• _Exercise requirements_
Reproduce the full listing below, including each request, with every pixel coordinate in the answers increased by 106. Leave out the pictures.

• _Extracted material_
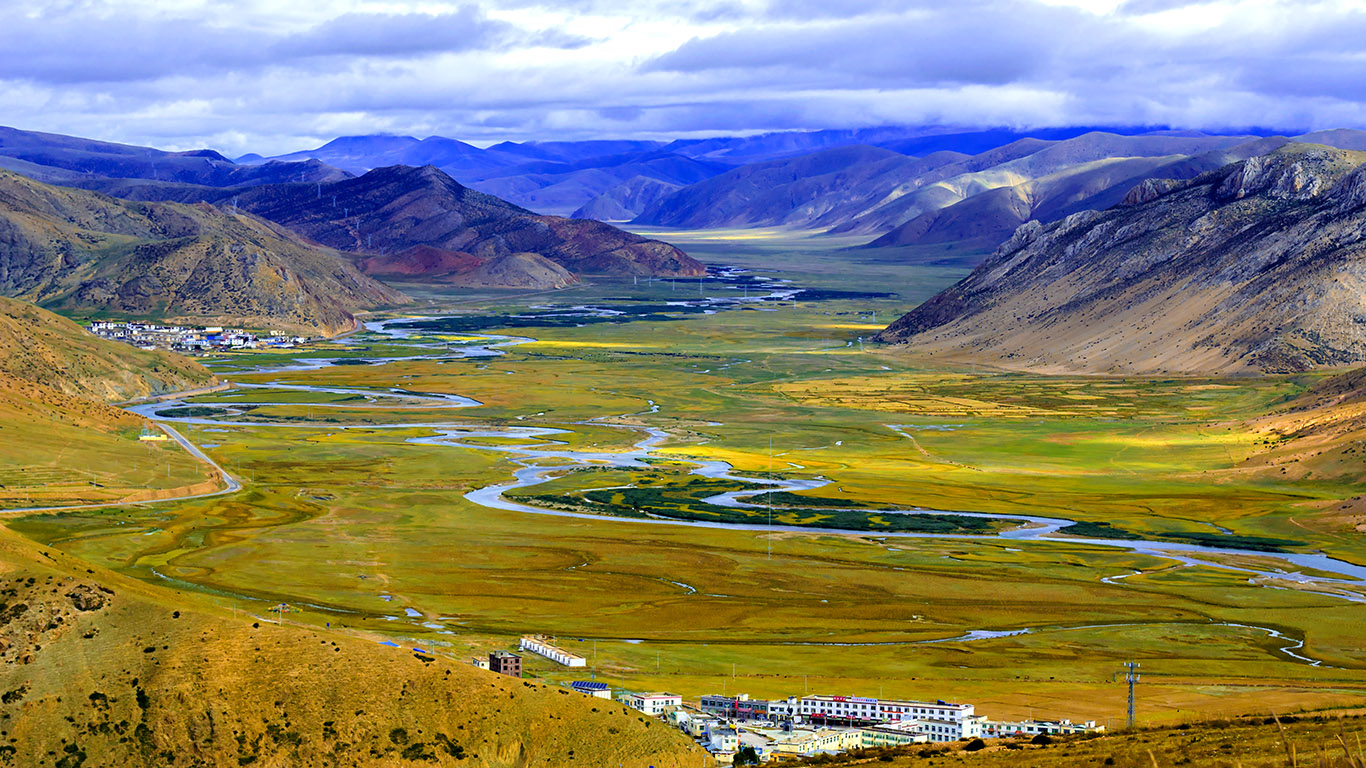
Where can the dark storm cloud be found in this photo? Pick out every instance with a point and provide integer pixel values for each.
(73, 47)
(402, 34)
(909, 49)
(249, 75)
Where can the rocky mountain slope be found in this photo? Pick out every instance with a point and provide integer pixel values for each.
(70, 160)
(1260, 265)
(866, 190)
(85, 252)
(626, 200)
(395, 219)
(988, 219)
(805, 192)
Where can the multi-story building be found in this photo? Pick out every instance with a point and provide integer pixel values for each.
(894, 734)
(859, 711)
(592, 688)
(541, 647)
(506, 663)
(654, 704)
(735, 707)
(997, 729)
(805, 742)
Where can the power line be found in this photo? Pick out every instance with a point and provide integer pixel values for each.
(1131, 677)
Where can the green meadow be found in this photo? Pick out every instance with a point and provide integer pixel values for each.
(357, 526)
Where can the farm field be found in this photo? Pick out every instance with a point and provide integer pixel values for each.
(355, 474)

• _Expected output_
Where can the dark storm cloud be found in this photo? Pick out every instance with a point and provide integer pixel values for each.
(179, 153)
(508, 140)
(1015, 155)
(355, 181)
Where can the rocky mountain slope be found in this photo? Pick out every instance with a point and provide integer pixel values for each.
(176, 266)
(1366, 371)
(972, 296)
(191, 358)
(732, 306)
(501, 325)
(1094, 325)
(911, 298)
Where can the multi-story building be found in this photo? Pick out every instance with a point and provide integer pixel values for each.
(1000, 840)
(965, 817)
(698, 794)
(647, 753)
(612, 769)
(760, 810)
(841, 813)
(1103, 835)
(911, 848)
Where can the power line be found in this photo? Pick out every instance with a point and provide integer pixel values for each.
(1237, 783)
Where can the green meadow be found in this photo? Pick out every instance with a point and provide integer pixel values for each.
(463, 632)
Where can the farm field be found in this photo? Pick out every instance with a point and provide integer pixel values for each.
(461, 580)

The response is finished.